Task to carry out:
Please render the listing below as a Markdown table with two columns, Row and Line, giving each non-blank line its own numbered row and omitting blank lines.

********

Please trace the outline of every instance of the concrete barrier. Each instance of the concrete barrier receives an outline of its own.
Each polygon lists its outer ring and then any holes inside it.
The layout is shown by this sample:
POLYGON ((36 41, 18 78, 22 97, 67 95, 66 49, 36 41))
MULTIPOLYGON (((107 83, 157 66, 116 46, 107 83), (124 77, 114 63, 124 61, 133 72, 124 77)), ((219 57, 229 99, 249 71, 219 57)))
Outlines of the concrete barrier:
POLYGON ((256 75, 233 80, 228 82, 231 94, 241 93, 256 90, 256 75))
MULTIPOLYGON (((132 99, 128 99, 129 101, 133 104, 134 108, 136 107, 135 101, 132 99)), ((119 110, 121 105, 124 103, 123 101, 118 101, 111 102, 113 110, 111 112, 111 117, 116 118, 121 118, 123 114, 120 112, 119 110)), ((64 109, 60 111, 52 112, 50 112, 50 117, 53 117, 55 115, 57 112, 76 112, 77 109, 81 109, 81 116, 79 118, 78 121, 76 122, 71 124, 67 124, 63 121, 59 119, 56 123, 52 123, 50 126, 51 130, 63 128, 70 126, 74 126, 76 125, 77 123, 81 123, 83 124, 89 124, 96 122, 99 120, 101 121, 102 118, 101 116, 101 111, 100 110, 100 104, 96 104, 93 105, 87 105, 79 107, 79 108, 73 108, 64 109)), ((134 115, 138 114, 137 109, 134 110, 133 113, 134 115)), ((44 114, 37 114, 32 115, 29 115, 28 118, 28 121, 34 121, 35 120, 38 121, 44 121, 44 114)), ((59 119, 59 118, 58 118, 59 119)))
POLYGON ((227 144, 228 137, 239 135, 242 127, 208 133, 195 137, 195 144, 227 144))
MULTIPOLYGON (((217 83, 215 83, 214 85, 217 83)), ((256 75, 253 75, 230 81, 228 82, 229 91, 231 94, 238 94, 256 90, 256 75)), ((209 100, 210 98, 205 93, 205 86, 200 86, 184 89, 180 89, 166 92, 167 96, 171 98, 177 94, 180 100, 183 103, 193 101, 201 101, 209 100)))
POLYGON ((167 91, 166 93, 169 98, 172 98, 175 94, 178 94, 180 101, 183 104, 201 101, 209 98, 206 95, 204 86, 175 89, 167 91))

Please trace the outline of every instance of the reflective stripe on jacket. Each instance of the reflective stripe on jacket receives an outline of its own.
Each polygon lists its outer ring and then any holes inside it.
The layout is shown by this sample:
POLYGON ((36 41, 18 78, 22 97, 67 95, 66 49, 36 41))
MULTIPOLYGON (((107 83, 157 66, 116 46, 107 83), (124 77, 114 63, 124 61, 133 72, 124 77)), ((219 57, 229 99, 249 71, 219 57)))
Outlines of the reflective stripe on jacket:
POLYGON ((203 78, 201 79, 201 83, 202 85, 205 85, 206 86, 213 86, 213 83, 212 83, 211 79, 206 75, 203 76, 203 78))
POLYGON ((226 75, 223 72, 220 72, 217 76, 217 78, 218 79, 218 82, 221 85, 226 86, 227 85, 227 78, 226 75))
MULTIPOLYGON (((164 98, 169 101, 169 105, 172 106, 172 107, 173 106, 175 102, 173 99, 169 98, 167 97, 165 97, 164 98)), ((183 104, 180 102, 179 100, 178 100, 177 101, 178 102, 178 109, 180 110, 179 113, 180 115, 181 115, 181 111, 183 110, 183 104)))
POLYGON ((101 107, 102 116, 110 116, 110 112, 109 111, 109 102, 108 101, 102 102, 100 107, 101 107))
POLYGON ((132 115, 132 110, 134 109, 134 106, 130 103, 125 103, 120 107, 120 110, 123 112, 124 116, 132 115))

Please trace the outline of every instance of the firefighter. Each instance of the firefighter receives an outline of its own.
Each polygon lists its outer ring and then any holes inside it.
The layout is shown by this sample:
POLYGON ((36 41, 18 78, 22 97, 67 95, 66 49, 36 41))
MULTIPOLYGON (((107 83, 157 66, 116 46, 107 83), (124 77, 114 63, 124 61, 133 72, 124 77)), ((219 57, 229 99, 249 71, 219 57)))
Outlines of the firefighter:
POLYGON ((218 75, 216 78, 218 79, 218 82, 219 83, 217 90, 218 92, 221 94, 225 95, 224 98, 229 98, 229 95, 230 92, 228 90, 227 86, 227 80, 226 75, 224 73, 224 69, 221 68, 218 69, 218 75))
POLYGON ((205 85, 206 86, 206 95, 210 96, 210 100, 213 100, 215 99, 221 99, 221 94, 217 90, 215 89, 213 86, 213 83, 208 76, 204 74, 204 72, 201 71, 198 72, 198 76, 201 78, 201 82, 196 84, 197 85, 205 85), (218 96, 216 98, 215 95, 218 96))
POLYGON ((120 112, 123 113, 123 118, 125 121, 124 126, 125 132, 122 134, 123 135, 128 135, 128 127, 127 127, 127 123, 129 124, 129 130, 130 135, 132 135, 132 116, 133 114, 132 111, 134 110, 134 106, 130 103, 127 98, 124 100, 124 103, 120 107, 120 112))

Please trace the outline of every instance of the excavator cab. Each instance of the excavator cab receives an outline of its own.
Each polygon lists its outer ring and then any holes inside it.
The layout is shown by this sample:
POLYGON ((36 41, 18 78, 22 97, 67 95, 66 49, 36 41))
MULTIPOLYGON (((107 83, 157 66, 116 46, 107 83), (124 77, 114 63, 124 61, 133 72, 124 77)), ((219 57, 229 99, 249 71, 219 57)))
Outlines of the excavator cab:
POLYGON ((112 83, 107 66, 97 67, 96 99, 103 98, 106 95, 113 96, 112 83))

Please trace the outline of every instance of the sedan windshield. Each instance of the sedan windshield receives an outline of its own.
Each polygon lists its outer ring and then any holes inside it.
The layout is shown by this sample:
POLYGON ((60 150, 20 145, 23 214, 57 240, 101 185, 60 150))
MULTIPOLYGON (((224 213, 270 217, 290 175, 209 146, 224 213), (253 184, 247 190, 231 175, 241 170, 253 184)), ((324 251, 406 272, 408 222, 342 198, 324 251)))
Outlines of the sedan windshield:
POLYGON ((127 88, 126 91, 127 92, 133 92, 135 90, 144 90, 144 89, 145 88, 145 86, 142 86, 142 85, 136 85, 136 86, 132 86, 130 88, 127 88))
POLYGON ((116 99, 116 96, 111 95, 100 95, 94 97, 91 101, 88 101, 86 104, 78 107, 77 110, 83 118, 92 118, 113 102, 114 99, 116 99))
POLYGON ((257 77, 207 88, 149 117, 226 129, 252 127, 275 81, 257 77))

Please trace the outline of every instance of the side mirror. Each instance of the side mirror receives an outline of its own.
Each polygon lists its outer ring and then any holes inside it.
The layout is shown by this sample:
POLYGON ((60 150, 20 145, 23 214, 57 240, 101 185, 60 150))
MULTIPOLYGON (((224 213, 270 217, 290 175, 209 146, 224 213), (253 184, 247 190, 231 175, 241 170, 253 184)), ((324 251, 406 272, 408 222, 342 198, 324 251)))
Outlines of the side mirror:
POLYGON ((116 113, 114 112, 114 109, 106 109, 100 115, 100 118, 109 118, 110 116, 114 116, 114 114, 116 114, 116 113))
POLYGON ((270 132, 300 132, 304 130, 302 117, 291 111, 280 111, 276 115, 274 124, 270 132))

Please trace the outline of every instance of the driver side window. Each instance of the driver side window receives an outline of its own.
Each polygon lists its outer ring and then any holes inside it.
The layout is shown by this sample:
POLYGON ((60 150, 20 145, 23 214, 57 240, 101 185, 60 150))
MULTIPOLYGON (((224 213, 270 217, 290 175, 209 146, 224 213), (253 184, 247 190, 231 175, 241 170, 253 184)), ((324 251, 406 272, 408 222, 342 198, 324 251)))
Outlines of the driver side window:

********

Reply:
| Row | Line |
|---|---|
| 1 | Please trace the outline of every instance of the concrete barrier. Each instance of the concrete barrier receives an outline of its own. |
| 2 | Each polygon lists its outer ring and then any holes inside it. |
| 3 | The layout is shown by this sample: |
| 4 | POLYGON ((36 41, 18 78, 22 97, 67 95, 66 49, 36 41)) |
| 5 | MULTIPOLYGON (((107 83, 157 66, 116 46, 107 83), (124 77, 114 63, 124 61, 133 72, 124 77)), ((219 57, 229 99, 249 71, 219 57))) |
| 6 | Outlines of the concrete barrier: |
| 7 | POLYGON ((256 75, 233 80, 228 82, 231 94, 241 93, 256 90, 256 75)) |
| 8 | MULTIPOLYGON (((132 99, 128 99, 129 101, 133 104, 134 108, 136 107, 135 101, 132 99)), ((119 110, 121 105, 124 103, 123 101, 118 101, 111 102, 113 110, 111 112, 111 117, 116 118, 121 118, 123 114, 120 112, 119 110)), ((64 109, 60 111, 52 112, 50 112, 50 117, 53 117, 55 115, 57 112, 76 112, 77 109, 81 109, 81 116, 79 118, 78 121, 76 122, 71 124, 67 124, 63 121, 59 119, 56 123, 52 123, 50 126, 51 130, 63 128, 70 126, 74 126, 76 125, 77 123, 81 123, 83 124, 89 124, 96 122, 99 120, 101 121, 102 118, 101 116, 101 111, 100 110, 100 104, 96 104, 93 105, 87 105, 79 107, 79 108, 73 108, 64 109)), ((134 115, 138 114, 137 109, 134 110, 133 113, 134 115)), ((44 114, 37 114, 32 115, 29 115, 28 118, 28 121, 34 121, 35 120, 38 121, 44 121, 44 114)), ((59 119, 59 118, 58 118, 59 119))) |
| 9 | POLYGON ((227 144, 228 137, 239 135, 242 127, 208 133, 195 137, 195 144, 227 144)) |
| 10 | MULTIPOLYGON (((217 83, 215 83, 214 85, 217 83)), ((256 75, 253 75, 230 81, 228 82, 229 91, 231 94, 238 94, 256 90, 256 75)), ((209 100, 210 98, 205 93, 205 86, 200 86, 184 89, 180 89, 166 92, 167 96, 171 98, 177 94, 180 100, 183 103, 193 101, 201 101, 209 100))) |
| 11 | POLYGON ((167 91, 166 93, 169 98, 172 98, 175 94, 178 94, 180 101, 183 104, 201 101, 209 98, 206 95, 204 86, 175 89, 167 91)) |
| 12 | Please trace the outline of every instance of the reflective stripe on jacket. Each instance of the reflective stripe on jacket receives an outline of its own. |
| 13 | Each polygon lists its outer ring and then any holes inside it. |
| 14 | The layout is shown by this sample: |
| 15 | POLYGON ((36 41, 18 78, 22 97, 67 95, 66 49, 36 41)) |
| 16 | MULTIPOLYGON (((107 83, 157 66, 116 46, 107 83), (124 77, 114 63, 124 61, 133 72, 124 77)), ((219 57, 229 99, 249 71, 219 57))) |
| 17 | Outlines of the reflective stripe on jacket: |
| 18 | POLYGON ((203 78, 201 79, 201 83, 202 85, 205 85, 206 86, 213 86, 213 83, 212 83, 211 79, 206 75, 203 76, 203 78)) |
| 19 | POLYGON ((226 75, 223 72, 220 72, 217 76, 217 78, 218 79, 218 82, 221 85, 226 86, 227 85, 227 78, 226 75)) |
| 20 | MULTIPOLYGON (((164 98, 169 101, 169 105, 172 106, 172 107, 173 106, 175 102, 173 99, 169 98, 167 97, 165 97, 164 98)), ((183 104, 180 102, 179 100, 178 100, 177 101, 178 102, 178 109, 180 110, 179 113, 180 115, 181 115, 181 111, 183 110, 183 104))) |
| 21 | POLYGON ((101 107, 102 116, 110 116, 110 112, 109 111, 109 102, 108 101, 102 102, 100 107, 101 107)) |
| 22 | POLYGON ((132 115, 132 110, 134 109, 134 106, 130 103, 125 103, 120 107, 120 110, 123 112, 124 116, 132 115)) |
| 23 | Please trace the outline of every instance of the firefighter. Each instance of the firefighter receives an outline of its own. |
| 24 | Each polygon lists its outer ring and then any holes inside it. |
| 25 | The layout is shown by this sample: |
| 26 | POLYGON ((36 41, 18 78, 22 97, 67 95, 66 49, 36 41)) |
| 27 | MULTIPOLYGON (((107 83, 157 66, 116 46, 107 83), (124 77, 114 63, 124 61, 133 72, 124 77)), ((219 57, 229 99, 249 71, 219 57))) |
| 28 | Outlines of the firefighter: |
| 29 | POLYGON ((218 75, 216 78, 218 79, 218 82, 219 83, 217 90, 218 92, 221 94, 225 95, 224 98, 229 98, 229 95, 230 92, 228 90, 227 86, 227 80, 226 75, 224 73, 224 69, 221 68, 218 69, 218 75)) |
| 30 | POLYGON ((205 85, 206 86, 206 95, 210 96, 210 100, 213 100, 215 99, 221 99, 221 94, 217 90, 215 89, 213 86, 213 83, 208 76, 204 74, 204 72, 201 71, 198 72, 198 76, 201 78, 201 82, 196 84, 197 85, 205 85), (218 96, 216 98, 215 95, 218 96)) |
| 31 | POLYGON ((120 112, 123 113, 123 118, 125 121, 124 126, 125 132, 122 134, 123 135, 128 135, 128 127, 127 127, 127 123, 129 124, 129 130, 130 135, 132 135, 132 116, 133 114, 132 111, 134 110, 134 106, 130 103, 127 98, 124 100, 124 103, 120 107, 120 112)) |
| 32 | Please trace the outline of every instance of the excavator cab. Each instance of the excavator cab receives an outline of its own. |
| 33 | Each polygon lists its outer ring and then any holes inside it. |
| 34 | The layout is shown by this sample: |
| 35 | POLYGON ((36 41, 18 78, 22 97, 67 95, 66 49, 36 41)) |
| 36 | MULTIPOLYGON (((107 83, 157 66, 116 46, 107 83), (124 77, 114 63, 124 61, 133 72, 124 77)), ((219 57, 229 99, 249 71, 219 57))) |
| 37 | Outlines of the excavator cab: |
| 38 | POLYGON ((112 83, 107 66, 97 67, 96 99, 103 98, 106 95, 113 96, 112 83)) |
| 39 | Please trace the outline of every instance of the sedan windshield. Each instance of the sedan windshield receives an outline of its own. |
| 40 | Each polygon lists its outer ring and then any holes inside it. |
| 41 | The layout is shown by this sample: |
| 42 | POLYGON ((60 150, 20 145, 23 214, 57 240, 101 185, 60 150)) |
| 43 | MULTIPOLYGON (((224 213, 270 217, 290 175, 209 146, 224 213), (253 184, 247 190, 231 175, 241 170, 253 184)), ((324 251, 406 272, 408 222, 342 198, 324 251))) |
| 44 | Outlines of the sedan windshield: |
| 45 | POLYGON ((127 88, 126 91, 127 92, 133 92, 135 90, 144 90, 144 89, 145 88, 145 86, 142 86, 142 85, 136 85, 136 86, 132 86, 130 88, 127 88)) |
| 46 | POLYGON ((116 99, 116 96, 111 95, 100 95, 94 97, 91 101, 88 101, 86 104, 78 107, 77 110, 83 118, 92 118, 113 102, 114 99, 116 99)) |
| 47 | POLYGON ((257 77, 207 88, 149 117, 226 129, 252 127, 275 81, 257 77)) |
| 48 | Please trace the outline of every instance of the side mirror. Each instance of the side mirror receives an outline of its own. |
| 49 | Each polygon lists its outer ring and then any holes inside it. |
| 50 | The layout is shown by this sample: |
| 51 | POLYGON ((60 150, 20 145, 23 214, 57 240, 101 185, 60 150)) |
| 52 | MULTIPOLYGON (((224 213, 270 217, 290 175, 209 146, 224 213), (253 184, 247 190, 231 175, 241 170, 253 184)), ((324 251, 406 272, 408 222, 342 198, 324 251))) |
| 53 | Outlines of the side mirror: |
| 54 | POLYGON ((116 113, 114 112, 114 109, 106 109, 100 115, 100 118, 109 118, 110 116, 114 116, 114 114, 116 114, 116 113)) |
| 55 | POLYGON ((270 132, 300 132, 304 130, 302 117, 291 111, 280 111, 276 115, 274 124, 270 132)) |
| 56 | Please trace the outline of every instance of the driver side window. Each instance of the driver side window receives an outline of its own. |
| 57 | Each polygon lists its outer ring and then any holes inside it. |
| 58 | The layout is shown by this sample: |
| 59 | POLYGON ((60 150, 20 145, 23 214, 57 240, 101 185, 60 150)) |
| 60 | MULTIPOLYGON (((224 213, 270 217, 290 175, 209 146, 224 213), (253 184, 247 190, 231 175, 241 170, 253 184)), ((324 251, 406 272, 408 222, 342 198, 324 251))) |
| 61 | Outlines of the driver side window: |